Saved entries
========================================
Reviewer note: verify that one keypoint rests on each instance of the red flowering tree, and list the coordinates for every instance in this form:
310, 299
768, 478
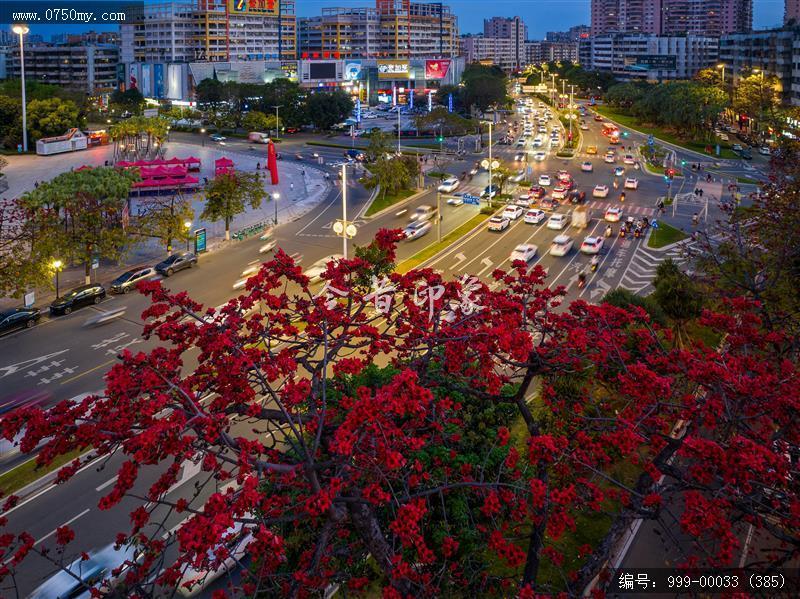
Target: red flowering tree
432, 437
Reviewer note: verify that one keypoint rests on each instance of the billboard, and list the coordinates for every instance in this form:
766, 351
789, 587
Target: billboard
393, 69
253, 7
651, 62
436, 69
352, 70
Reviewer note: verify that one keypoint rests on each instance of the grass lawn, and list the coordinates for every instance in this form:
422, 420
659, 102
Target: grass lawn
27, 472
435, 248
659, 133
664, 235
384, 201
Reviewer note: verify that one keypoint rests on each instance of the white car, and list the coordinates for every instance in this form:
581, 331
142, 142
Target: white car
449, 184
592, 245
512, 212
498, 223
524, 251
561, 245
314, 272
535, 216
613, 215
417, 229
557, 221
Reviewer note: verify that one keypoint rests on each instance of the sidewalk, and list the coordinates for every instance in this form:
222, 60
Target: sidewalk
301, 188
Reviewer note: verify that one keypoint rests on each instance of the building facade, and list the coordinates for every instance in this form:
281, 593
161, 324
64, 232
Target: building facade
672, 17
649, 57
90, 68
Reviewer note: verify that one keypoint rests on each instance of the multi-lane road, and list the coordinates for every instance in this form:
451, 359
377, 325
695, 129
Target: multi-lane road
65, 359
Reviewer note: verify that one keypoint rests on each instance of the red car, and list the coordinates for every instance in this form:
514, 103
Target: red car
537, 192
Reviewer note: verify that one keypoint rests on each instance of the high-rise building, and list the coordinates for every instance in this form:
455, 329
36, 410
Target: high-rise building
791, 12
672, 17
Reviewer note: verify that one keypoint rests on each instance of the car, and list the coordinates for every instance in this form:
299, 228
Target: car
========================================
WHAT THIS TASK INVOLVES
Every line above should be transcribed word for word; leave the pictures out.

ANSWER TO THE EXERCISE
Reviewer note: verify that one keypoint rests on each instance of the red flowering tree, and list the coordinates for every instance in this form:
310, 299
768, 478
Target: red flowering tree
432, 437
Reviewer note: verify that one keypoint rests on each instance of the billboard, and list the coordinates for every instance in this form:
766, 351
789, 587
Target: billboard
393, 69
253, 7
651, 62
436, 69
352, 70
Reviewer note: verify that one keypoint rests on each instance of the grass lawn, and list the coordinates for every instance in this form:
422, 420
659, 102
Target: grass lawn
27, 472
435, 248
659, 133
664, 235
384, 201
Reviewer note: verify that one keypoint rests on each instance of the white car, and list the coordinates for every instance in this form:
581, 331
142, 142
Target: white car
449, 184
592, 245
512, 212
498, 223
524, 251
561, 245
314, 272
535, 216
613, 215
417, 229
557, 221
Reviewer note: verify that one keypoint rests on each instance of the sidewalk, and list the coordinates for every instance in this form:
222, 60
Target: sidewalk
301, 188
Reviewer note: verify that one keypoint rests on each instance of the building facade, and list the coordinates for every instance in this form:
281, 593
161, 324
64, 232
Target: building facade
672, 17
649, 57
90, 68
Reviewer note: verify that one keypoint rests on each instance of the multi-lane road, and list the coordinates for every instance in this form:
451, 359
377, 325
695, 129
Target: multi-lane road
65, 359
Reviewer note: verify that one keypoint rests on each instance of the red car, and list the coordinates for every instance in this form:
514, 103
Target: red car
537, 192
Reviewer note: verify that one keypoint rests on each instance of the high-rise building, and list the coordinates for every instance in this form:
455, 329
36, 410
Target: high-rise building
791, 12
672, 17
Reviewer note: verify that one keypoint rests on each instance of the car, and list the coordinates for every instance in this form:
299, 228
Target: car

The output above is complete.